### Exercise directions
Read the data that follows. Then repeat it exactly.
-- Opening Marker --
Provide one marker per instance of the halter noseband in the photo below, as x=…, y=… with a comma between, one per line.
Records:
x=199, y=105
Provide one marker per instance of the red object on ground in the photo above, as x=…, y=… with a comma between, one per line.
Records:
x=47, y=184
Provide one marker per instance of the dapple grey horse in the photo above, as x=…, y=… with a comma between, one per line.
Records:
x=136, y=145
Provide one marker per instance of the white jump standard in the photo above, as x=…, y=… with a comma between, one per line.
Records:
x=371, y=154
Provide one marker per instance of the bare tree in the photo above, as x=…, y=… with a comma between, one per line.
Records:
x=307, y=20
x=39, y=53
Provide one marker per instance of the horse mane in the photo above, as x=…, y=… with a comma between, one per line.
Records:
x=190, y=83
-- Closing Marker --
### Your response
Provide one marker per instance of the halter noseband in the photo below, as x=…, y=… with a comma between, one per line.
Records:
x=199, y=105
Provide one marker per instance of the red object on ground in the photo above, as x=…, y=… with a comma between, one per line.
Records:
x=47, y=184
Provide one marker per instance of the dapple grey horse in the photo above, as x=…, y=… with a comma between, one per line.
Records:
x=136, y=145
Provide one marker per instance of the white jump standard in the photo above, as x=…, y=… with a comma between, one per line.
Records:
x=371, y=154
Provide one marker per instance of the bare tree in the photo above, as x=…, y=… with a comma between, one per line.
Records:
x=307, y=20
x=39, y=53
Provide one marker per instance of the horse mane in the photo above, as x=…, y=… with a comma between, one per line.
Records:
x=190, y=83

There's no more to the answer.